_TEXT EXCERPT_.
··········

Jacquemontia curtissii, commonly known as pineland clustervine or pineland jacquemontia, is a rare species of flowering plant in the family Convolvulaceae. The species is endemic to southern Florida, where it is restricted to pine rockland and associated calcareous habitats. Florida lists the plant as threatened.

== Description ==
A dicot and a perennial, it has white flowers. The plant often grows up to 3 ft in height.

J. curtissii is a perennial, low-growing vine or trailing herb with slender, spreading or weakly twining stems arising from a woody or semi-woody base. Leaves are simple, ovate to narrowly ovate, with entire margins. The flowers are white, showy, and star-shaped, with a rotate to shallowly funnel-shaped corolla, borne singly or in small axillary clusters.

Flowering typically occurs from autumn through late spring, most abundantly between October and June, although flowering may extend into summer under favorable conditions.

== Distribution and habitat ==
The species is endemic to southern Florida, United States, with a highly localized and fragmented distribution primarily along the Miami Rock Ridge and nearby areas of Miami-Dade and northern Broward counties, as well as parts of the Big Cypress region.

··········

_SOURCE MATERIAL_.
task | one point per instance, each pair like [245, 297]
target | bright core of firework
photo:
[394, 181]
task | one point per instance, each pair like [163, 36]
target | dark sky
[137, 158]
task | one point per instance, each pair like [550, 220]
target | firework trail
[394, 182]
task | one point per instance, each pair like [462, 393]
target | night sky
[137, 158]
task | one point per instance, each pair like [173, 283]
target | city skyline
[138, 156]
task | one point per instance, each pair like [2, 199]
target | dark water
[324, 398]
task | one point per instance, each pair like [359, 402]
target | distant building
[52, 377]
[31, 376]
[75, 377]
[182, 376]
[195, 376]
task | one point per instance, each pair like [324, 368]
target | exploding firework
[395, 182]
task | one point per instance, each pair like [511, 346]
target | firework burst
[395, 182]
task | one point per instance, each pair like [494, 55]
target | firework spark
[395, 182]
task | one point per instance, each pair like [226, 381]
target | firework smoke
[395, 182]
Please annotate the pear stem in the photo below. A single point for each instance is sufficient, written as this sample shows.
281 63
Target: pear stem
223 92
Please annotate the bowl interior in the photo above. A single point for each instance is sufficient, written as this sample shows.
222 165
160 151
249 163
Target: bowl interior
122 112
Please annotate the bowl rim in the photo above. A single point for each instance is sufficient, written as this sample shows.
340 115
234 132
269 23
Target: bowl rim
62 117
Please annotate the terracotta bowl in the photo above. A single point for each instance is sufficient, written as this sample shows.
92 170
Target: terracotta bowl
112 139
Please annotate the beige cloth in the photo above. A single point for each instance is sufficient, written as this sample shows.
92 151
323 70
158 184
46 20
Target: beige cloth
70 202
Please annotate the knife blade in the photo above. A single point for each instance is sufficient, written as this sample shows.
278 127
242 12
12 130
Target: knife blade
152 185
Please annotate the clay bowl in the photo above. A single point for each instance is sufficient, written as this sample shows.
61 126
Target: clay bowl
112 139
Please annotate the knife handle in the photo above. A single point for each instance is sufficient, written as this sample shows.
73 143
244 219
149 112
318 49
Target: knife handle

··········

_WORK ITEM 1_.
Answer these questions from the pineland clustervine text.
(a) To which plant family does the species belong?
(b) Between which two months is flowering most abundant?
(c) Up to what height does the plant often grow?
_WORK ITEM 2_. List every geographic place named in the pineland clustervine text, giving each one once.
_WORK ITEM 3_. Reproduce the stretch of the pineland clustervine text from "J. curtissii is" through "under favorable conditions.".

_FINAL ANSWER 1_.
(a) Convolvulaceae
(b) October and June
(c) 3 ft

_FINAL ANSWER 2_.
Florida
United States
Miami Rock Ridge
Miami-Dade County
Broward County
Big Cypress region

_FINAL ANSWER 3_.
J. curtissii is a perennial, low-growing vine or trailing herb with slender, spreading or weakly twining stems arising from a woody or semi-woody base. Leaves are simple, ovate to narrowly ovate, with entire margins. The flowers are white, showy, and star-shaped, with a rotate to shallowly funnel-shaped corolla, borne singly or in small axillary clusters.

Flowering typically occurs from autumn through late spring, most abundantly between October and June, although flowering may extend into summer under favorable conditions.